TEXTE DE LA PAGE:

--- --- ---

Le roi David, au chapitre 3 du livre de Tehillim, remercie D’ de l’avoir sauvé de la révolte de son fils Avchalom (cf. 2 Samuel 15).

Mais le Talmud (Berakhoth 7b) bloque sur le début du texte, qu’il trouve profondément étonnant : pourquoi David a-t-il choisi d’introduire son chant par un terme qui dénote un élément de joie (מזמור) ? Le terme de « lamentation » (קינה) aurait été bien plus approprié pour décrire une situation qui était, somme toute, franchement dramatique.

Et le Talmud de répondre que David exprimait du soulagement : le coup d’état aurait pu être fomenté par un esclave ou un mamzer. Au contraire, avec Avchalom, son fils, à la tête de la révolte, David pouvait espérer trouver un peu de clémence parmi les insurgés. Selon cette première lecture, David a voulu remercier D’, car sa situation aurait pu être encore plus grave.

Toutefois, R. Yonathan Eibeshitz (1690-1764) rejette catégoriquement l’interprétation selon laquelle « cela aurait pu être pire ». Car tout peut toujours être pire ! Si un individu perd 1 million de dollars dans un mauvais investissement, doit-il remercier la Providence divine de ne pas avoir perdu 2 millions ? Evidemment, non.

La réponse préférée de r. Eibeshitz suggère de distinguer entre deux catégories d’événements : naturels (בדרך הטבע) et au-delà de la nature (שלא בדרך הטבע). Qu’un esclave se révolte contre son maître, c’est parfaitement compréhensible. Mais qu’un fils prenne les armes pour menacer son père, il y a un élément qui échappe aux règles de fonctionnement habituelles de la société humaine.

--- --- ---

CONSIGNES:
(a) Relevez tous les termes hébreux qui figurent dans le texte sur le chapitre 3 de Tehillim, chacun avec l'équivalent français que le texte lui associe.
(b) Prolongez le texte sur le chapitre 3 de Tehillim à partir de sa dernière phrase.
Le matériel présenté ensuite n'a aucun rôle dans ce travail.

--- --- ---

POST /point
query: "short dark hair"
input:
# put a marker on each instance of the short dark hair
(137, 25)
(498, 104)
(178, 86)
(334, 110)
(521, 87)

--- --- ---

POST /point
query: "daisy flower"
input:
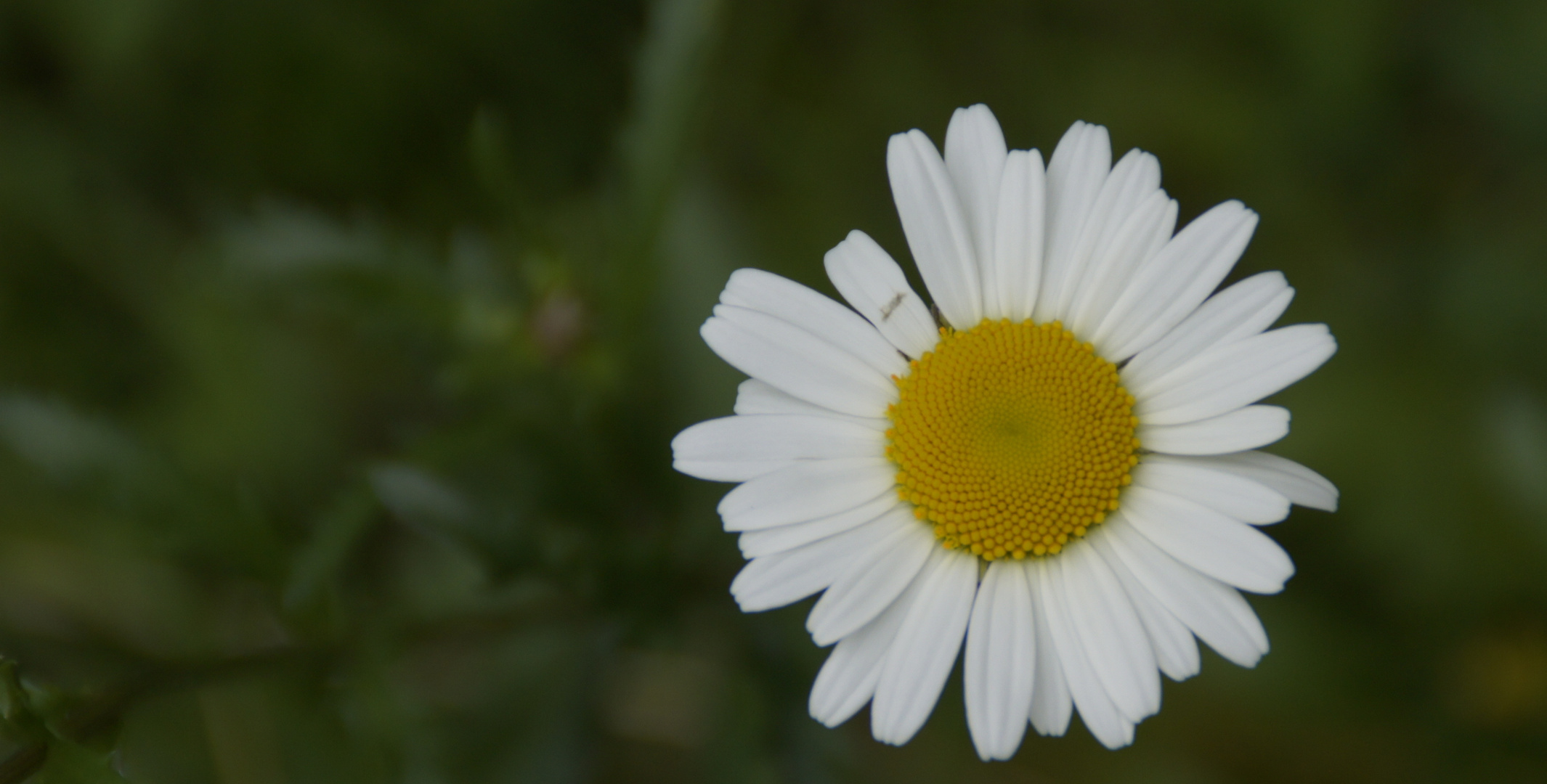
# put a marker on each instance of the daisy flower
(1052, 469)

--- --- ---

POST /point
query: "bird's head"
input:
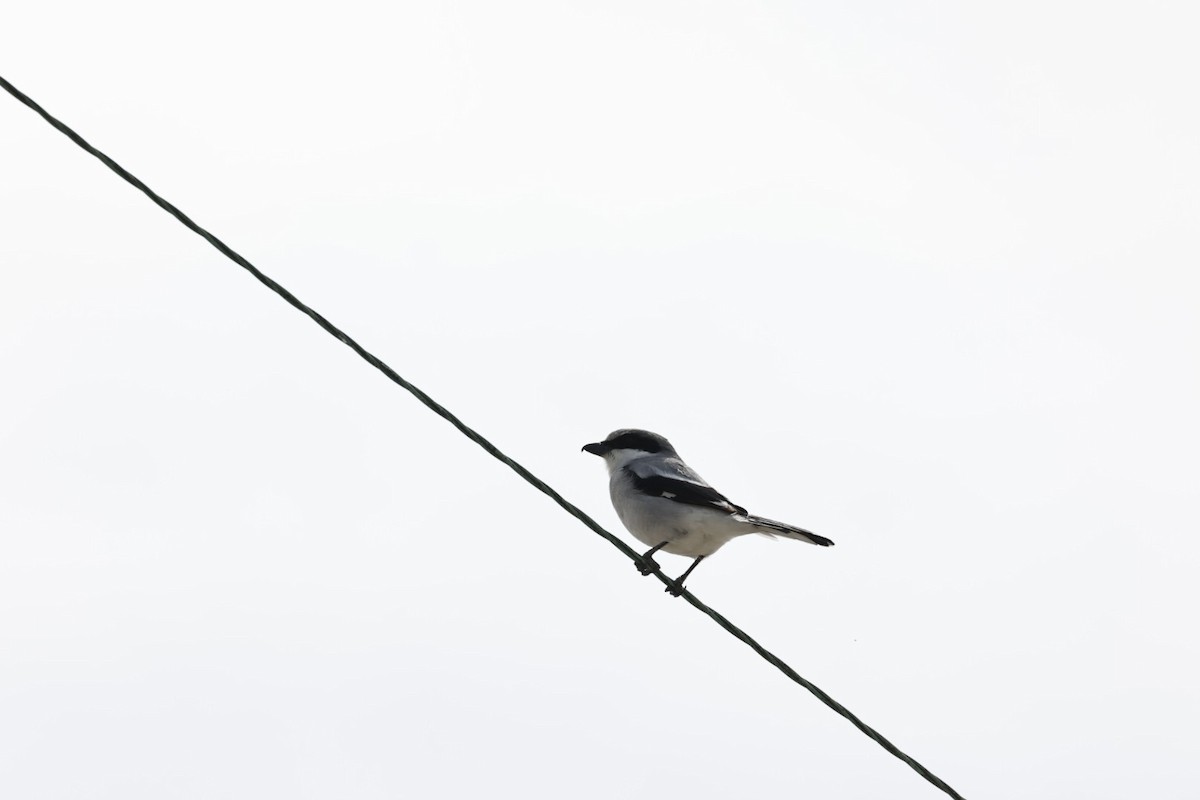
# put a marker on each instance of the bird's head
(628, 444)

--- --- ---

RÉPONSES:
(a)
- מזמור : un terme qui dénote un élément de joie
- קינה : « lamentation »
- בדרך הטבע : naturels
- שלא בדרך הטבע : au-delà de la nature

(b)
La différence, dans cette approche, n’est pas que la souffrance est moindre dans la deuxième alternative par rapport à la première ; mais que le dessein divin y est bien plus facilement perceptible.

L’Histoire, et son cortège de causalités plus ou moins évidentes, cache souvent la présence divine. Mais le voile, parfois, se déchire.

D’où la lecture suivante :

וְהִיא שֶׁעָמְדָה : cette réalisation nous soutient, tout comme elle a soutenu nos ancêtres dans le passé.

שֶלֹא אֶחָד בִּלבָד: ce n’est pas arrivé qu’une seule fois dans l’Histoire qu’un ennemi a cherché à nous anéantir. Une fois, c’est normal (בדרך הטבע) ! La France fait parfois la guerre avec l’Angleterre ou l’Allemagne, la Chine avec le Japon, la Russie avec l’Ukraine, etc. Quelle nation n’a pas d’ennemis ? Quel peuple n’a jamais été conquis ?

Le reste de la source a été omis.